[Python-Dev] Python syntax checker ?

Jeremy Hylton jeremy@beopen.com
Mon, 25 Sep 2000 10:50:30 -0400 (EDT)


>>>>> "JCA" == James C Ahlstrom <jim@interet.com> writes:

  JCA> The following is based on trying (a great learning experience)
  JCA> to write a better Python lint.

  JCA> There are IMHO two problems with the current Python grammar
  JCA> file.  It is not possible to express operator precedence, so
  JCA> deliberate shift/reduce conflicts are used instead.  That makes
  JCA> the parse tree complicated and non intuitive.  And there is no
  JCA> provision for error productions.  YACC has both of these as
  JCA> built-in features.

  JCA> I also found speed problems with tokenize.py.  AFAIK, it only
  JCA> exists because tokenizer.c does not provide comments as tokens,
  JCA> but eats them instead.  We could modify tokenizer.c, then make
  JCA> tokenize.py be the interface to the fast C tokenizer.  This
  JCA> eliminates the problem of updating both too.

  JCA> So how about re-writing the Python grammar in YACC in order to
  JCA> use its more advanced features??  The simple YACC grammar I
  JCA> wrote for 1.5.2 plus an altered tokenizer.c parsed the whole
  JCA> Lib/*.py in a couple seconds vs. 30 seconds for the first file
  JCA> using Aaron Watters' Python lint grammar written in Python.

Why not use the actual Python parser instead of tokenize.py?  I assume
it is also faster than Aaron's Python lint grammer written in Python.

▶ _DATA LISTING_
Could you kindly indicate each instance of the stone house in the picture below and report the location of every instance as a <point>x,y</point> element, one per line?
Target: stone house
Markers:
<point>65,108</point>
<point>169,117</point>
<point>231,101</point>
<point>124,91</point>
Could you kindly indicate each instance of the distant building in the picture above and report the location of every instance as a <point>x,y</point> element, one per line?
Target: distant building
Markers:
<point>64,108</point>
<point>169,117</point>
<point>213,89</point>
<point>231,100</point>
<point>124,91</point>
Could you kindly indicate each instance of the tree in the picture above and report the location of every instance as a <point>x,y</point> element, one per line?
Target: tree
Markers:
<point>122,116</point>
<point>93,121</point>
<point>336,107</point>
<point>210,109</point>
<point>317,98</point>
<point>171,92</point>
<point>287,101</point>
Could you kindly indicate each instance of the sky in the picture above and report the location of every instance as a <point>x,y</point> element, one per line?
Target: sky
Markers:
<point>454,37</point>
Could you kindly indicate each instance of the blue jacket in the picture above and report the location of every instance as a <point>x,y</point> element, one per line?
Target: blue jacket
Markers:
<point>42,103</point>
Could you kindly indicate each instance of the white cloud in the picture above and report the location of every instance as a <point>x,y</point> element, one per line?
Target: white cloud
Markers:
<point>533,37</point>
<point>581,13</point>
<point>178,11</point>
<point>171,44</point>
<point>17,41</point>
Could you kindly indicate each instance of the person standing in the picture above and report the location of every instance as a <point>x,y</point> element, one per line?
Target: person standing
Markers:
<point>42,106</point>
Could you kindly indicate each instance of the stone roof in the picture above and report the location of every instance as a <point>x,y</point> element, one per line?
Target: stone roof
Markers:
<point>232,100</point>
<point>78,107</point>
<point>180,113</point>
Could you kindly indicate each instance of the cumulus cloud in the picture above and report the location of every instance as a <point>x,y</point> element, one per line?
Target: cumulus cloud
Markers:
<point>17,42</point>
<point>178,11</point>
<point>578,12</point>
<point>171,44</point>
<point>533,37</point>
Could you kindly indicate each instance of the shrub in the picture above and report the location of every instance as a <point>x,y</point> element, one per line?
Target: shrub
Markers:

▶ _DO THIS_
In the Python-Dev message about a syntax checker, how long did the simple YACC grammar with an altered tokenizer.c take to parse the whole Lib/*.py?

▶ _RESULT OF THIS EXERCISE_
A couple seconds.